---- Selected extract

However, in respect of Brettes’ claim, Ruckman argued that there were areas in which Suncorp had not demonstrated it had reasonably incurred costs in the settlement sum, namely:

  • Future impairment of earning capacity
  • Future out of pocket expenses
  • Future care.

He argued that Suncorp had failed to make appropriate inquiries with respect to those heads of damage, which affected the entire settlement and, therefore, Suncorp should not recover anything from him.

Suncorp argued that the payments were reasonably incurred, and if not, the relief available to Ruckman was limited to the specific heads of loss not the entire settlement sum.

This was a particularly important issue as, on Ruckman’s construction of s48, any aspect of unreasonable payment would operate to invalidate the entitlement to recovery for the entire quantum.

The most reliable evidence of the breakdown of the settlement sum into heads of damage was a letter from Suncorp’s solicitor to Suncorp reporting following the compulsory conference.

--------
---- Data extracts

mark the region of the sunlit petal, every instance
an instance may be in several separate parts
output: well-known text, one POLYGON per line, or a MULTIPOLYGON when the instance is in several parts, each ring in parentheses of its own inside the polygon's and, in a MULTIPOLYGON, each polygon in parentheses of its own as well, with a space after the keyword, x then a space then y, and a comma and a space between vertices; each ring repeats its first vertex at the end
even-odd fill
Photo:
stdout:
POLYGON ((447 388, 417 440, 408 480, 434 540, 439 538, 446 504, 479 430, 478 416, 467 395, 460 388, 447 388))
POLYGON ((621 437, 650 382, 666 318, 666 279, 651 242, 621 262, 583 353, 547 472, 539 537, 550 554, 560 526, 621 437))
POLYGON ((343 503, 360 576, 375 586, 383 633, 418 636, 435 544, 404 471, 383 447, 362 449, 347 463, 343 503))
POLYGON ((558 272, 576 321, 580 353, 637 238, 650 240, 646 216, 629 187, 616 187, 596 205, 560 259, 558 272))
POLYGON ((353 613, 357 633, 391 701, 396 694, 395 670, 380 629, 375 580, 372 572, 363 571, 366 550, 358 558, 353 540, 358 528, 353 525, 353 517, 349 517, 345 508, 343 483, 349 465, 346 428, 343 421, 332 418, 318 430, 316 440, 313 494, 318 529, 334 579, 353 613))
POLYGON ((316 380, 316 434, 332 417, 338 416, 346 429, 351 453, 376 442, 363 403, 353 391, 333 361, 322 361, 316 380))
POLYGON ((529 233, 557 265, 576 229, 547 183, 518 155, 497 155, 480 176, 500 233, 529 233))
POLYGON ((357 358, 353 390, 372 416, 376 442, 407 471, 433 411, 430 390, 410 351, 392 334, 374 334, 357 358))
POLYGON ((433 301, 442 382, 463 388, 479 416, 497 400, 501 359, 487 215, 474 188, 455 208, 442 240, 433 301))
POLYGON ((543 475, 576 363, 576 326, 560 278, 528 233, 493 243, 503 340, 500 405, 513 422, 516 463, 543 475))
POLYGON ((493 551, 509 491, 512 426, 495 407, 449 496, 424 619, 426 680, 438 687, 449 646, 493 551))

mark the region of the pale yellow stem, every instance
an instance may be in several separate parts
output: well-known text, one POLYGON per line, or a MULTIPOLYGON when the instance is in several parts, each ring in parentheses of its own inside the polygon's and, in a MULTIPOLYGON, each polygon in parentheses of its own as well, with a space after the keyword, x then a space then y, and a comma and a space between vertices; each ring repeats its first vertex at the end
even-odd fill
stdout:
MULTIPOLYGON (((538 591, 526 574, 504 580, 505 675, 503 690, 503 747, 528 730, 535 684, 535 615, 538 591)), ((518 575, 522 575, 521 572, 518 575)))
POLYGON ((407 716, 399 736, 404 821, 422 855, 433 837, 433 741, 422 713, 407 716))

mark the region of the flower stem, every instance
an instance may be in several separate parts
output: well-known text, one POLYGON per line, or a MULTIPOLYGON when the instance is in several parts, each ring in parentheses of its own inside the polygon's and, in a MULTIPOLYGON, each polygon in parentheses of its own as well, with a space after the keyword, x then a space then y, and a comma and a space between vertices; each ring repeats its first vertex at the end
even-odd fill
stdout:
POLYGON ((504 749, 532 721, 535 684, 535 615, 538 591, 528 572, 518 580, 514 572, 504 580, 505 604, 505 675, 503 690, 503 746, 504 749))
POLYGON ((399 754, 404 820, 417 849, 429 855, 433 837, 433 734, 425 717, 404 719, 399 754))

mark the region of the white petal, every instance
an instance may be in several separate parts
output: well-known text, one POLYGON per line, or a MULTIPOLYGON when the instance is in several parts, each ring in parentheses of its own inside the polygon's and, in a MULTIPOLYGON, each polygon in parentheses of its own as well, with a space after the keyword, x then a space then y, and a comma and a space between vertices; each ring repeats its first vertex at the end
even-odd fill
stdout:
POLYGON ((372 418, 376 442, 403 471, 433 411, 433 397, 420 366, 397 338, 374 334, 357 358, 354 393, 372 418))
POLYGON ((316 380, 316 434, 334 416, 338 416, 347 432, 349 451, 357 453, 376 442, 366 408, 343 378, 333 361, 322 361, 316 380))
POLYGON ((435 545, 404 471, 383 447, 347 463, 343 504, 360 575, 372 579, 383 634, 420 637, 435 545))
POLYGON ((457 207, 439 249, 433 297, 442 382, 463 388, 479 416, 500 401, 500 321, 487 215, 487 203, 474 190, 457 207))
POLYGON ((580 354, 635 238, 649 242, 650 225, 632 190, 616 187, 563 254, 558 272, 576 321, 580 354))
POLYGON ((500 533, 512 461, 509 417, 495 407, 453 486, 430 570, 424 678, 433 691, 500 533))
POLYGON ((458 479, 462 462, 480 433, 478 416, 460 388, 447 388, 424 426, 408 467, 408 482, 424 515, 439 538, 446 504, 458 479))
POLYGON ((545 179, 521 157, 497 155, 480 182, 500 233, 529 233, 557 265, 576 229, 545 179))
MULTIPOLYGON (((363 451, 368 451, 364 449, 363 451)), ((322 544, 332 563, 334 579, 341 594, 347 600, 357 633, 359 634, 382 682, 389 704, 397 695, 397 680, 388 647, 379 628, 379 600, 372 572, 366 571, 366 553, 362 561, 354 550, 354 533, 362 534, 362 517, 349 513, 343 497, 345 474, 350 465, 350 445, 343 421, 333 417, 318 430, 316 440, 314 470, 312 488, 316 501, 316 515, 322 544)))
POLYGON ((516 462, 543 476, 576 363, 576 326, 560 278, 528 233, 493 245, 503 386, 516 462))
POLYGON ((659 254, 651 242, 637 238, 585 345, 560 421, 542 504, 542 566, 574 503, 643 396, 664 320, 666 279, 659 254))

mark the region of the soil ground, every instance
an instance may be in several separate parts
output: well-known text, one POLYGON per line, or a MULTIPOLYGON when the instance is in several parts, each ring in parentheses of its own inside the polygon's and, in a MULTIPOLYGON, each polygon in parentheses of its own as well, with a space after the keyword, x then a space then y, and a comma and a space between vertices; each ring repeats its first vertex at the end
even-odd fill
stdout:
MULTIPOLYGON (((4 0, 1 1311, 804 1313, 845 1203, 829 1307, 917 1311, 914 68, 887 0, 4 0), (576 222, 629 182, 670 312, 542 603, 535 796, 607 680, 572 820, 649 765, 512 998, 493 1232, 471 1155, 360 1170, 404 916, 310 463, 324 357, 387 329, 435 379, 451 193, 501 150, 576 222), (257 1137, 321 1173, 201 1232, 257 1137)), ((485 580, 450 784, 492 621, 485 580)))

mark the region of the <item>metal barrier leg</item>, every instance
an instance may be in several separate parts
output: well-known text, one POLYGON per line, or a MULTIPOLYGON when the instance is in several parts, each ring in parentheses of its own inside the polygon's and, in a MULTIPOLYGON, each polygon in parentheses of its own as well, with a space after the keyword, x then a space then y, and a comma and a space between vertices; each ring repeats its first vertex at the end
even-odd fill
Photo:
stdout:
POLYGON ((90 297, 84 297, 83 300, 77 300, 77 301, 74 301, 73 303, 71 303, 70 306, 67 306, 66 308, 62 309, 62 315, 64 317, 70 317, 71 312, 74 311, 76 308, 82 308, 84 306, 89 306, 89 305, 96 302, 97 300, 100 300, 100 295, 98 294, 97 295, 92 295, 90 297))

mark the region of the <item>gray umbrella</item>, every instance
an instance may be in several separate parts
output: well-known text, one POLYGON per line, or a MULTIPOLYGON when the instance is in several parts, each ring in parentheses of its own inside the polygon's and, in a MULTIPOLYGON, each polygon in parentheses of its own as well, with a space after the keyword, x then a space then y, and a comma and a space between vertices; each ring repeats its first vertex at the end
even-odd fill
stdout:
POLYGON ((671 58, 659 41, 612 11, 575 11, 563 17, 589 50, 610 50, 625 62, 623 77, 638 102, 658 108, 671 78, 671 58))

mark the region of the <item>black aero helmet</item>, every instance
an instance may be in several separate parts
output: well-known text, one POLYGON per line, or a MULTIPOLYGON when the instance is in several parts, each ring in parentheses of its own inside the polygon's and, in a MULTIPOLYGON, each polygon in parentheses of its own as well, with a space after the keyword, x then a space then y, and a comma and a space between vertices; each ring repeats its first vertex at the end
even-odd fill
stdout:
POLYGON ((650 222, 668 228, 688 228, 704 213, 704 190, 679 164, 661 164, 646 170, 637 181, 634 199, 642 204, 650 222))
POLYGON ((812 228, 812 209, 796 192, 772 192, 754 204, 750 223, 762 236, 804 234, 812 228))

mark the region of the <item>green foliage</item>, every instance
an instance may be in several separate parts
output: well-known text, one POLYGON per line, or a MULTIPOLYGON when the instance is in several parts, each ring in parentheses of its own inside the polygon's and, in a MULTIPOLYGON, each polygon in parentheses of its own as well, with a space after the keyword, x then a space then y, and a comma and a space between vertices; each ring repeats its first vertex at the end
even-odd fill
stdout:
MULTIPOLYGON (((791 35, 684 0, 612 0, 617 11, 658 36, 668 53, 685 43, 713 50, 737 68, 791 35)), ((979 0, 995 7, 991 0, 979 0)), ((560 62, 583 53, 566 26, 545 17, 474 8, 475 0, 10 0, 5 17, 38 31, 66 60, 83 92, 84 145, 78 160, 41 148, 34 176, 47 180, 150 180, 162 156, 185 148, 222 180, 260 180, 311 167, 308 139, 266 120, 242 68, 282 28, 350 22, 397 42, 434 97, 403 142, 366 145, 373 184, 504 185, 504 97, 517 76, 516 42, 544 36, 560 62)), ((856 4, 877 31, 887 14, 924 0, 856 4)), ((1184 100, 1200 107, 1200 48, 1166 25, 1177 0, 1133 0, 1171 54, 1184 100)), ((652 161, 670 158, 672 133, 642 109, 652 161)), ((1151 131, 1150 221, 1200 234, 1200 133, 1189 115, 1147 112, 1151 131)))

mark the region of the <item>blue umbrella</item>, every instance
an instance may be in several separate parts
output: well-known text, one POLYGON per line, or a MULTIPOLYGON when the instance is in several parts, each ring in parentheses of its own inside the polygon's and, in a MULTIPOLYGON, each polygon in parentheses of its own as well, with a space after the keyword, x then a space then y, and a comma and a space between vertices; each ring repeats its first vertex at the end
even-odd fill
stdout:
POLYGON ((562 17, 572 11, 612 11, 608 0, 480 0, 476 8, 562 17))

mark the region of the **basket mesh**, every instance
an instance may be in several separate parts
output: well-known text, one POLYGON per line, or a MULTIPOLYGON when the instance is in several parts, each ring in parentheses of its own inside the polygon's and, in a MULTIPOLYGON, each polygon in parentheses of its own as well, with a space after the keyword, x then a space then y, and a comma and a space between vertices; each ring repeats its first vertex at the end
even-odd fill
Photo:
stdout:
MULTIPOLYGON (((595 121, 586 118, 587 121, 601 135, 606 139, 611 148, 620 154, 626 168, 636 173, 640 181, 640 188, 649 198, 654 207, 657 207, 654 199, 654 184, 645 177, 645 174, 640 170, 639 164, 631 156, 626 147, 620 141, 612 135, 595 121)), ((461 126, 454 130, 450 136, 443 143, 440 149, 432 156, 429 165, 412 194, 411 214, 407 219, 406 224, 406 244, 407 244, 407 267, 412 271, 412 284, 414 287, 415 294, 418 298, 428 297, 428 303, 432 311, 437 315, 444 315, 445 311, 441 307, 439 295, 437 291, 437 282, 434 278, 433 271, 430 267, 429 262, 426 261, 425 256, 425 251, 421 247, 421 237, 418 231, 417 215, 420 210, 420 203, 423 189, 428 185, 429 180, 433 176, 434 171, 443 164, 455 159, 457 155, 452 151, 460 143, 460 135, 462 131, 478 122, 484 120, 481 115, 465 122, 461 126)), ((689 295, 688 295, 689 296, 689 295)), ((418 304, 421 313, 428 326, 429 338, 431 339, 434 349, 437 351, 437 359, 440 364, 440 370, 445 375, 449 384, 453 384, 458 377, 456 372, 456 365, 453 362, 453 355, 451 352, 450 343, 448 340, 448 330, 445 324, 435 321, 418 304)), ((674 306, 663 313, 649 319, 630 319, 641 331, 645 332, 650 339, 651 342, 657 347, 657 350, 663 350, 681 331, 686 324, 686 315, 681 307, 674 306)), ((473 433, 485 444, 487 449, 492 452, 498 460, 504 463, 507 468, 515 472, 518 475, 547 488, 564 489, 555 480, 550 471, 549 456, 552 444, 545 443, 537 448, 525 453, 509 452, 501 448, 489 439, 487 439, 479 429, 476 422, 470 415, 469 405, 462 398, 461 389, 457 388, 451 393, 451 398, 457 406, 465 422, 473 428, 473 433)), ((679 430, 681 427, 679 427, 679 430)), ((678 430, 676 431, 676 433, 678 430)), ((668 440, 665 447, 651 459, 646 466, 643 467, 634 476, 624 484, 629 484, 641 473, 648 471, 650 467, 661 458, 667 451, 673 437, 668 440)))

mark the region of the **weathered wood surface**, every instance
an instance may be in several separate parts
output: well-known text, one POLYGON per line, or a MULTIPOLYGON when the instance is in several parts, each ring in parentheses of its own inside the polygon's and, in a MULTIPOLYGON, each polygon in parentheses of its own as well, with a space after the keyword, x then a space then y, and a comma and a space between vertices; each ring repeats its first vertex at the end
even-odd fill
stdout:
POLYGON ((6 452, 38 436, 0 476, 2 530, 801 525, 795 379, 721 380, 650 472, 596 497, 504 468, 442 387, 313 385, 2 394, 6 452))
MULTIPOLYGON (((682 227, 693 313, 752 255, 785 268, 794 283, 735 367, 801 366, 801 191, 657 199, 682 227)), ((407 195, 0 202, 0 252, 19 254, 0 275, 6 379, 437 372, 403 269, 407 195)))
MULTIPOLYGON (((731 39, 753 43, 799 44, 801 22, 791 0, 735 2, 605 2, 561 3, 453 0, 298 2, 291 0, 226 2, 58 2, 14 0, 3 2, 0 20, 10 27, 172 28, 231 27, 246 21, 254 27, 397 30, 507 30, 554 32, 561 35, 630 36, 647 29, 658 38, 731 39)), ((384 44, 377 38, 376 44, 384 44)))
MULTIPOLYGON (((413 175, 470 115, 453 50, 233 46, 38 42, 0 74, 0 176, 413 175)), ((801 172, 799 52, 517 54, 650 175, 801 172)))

--------

> _Activity 1_:
Answer these questions from the excerpt on Suncorp and Ruckman, one per line:
(a) Which three areas did Ruckman say Suncorp had not shown it reasonably incurred costs for?
(b) If the payments were not reasonably incurred, what did Suncorp say Ruckman's relief was limited to?
(c) What was the most reliable evidence of how the settlement sum broke down into heads of damage?
> _Activity 2_:
Does each statement agree with the excerpt on Suncorp and Ruckman? Answer yes or no, and quote the words that decide it.
(a) Ruckman argued that Suncorp should get nothing back from him.
(b) Suncorp admitted the payments were not reasonably incurred.
(c) The most reliable evidence of the breakdown was a letter from Ruckman's solicitor.
> _Activity 3_:
Copy the part of the excerpt on Suncorp and Ruckman starting with "However, in respect" and going on through "entire settlement sum.".
This listing has no connection to the text.

> _Your solution 1_:
(a) Future impairment of earning capacity, future out of pocket expenses and future care.
(b) The specific heads of loss, not the entire settlement sum.
(c) A letter from Suncorp's solicitor to Suncorp reporting following the compulsory conference.

> _Your solution 2_:
(a) Yes: "Suncorp should not recover anything from him"
(b) No: "Suncorp argued that the payments were reasonably incurred"
(c) No: "a letter from Suncorp’s solicitor to Suncorp"

> _Your solution 3_:
However, in respect of Brettes’ claim, Ruckman argued that there were areas in which Suncorp had not demonstrated it had reasonably incurred costs in the settlement sum, namely:

  • Future impairment of earning capacity
  • Future out of pocket expenses
  • Future care.

He argued that Suncorp had failed to make appropriate inquiries with respect to those heads of damage, which affected the entire settlement and, therefore, Suncorp should not recover anything from him.

Suncorp argued that the payments were reasonably incurred, and if not, the relief available to Ruckman was limited to the specific heads of loss not the entire settlement sum.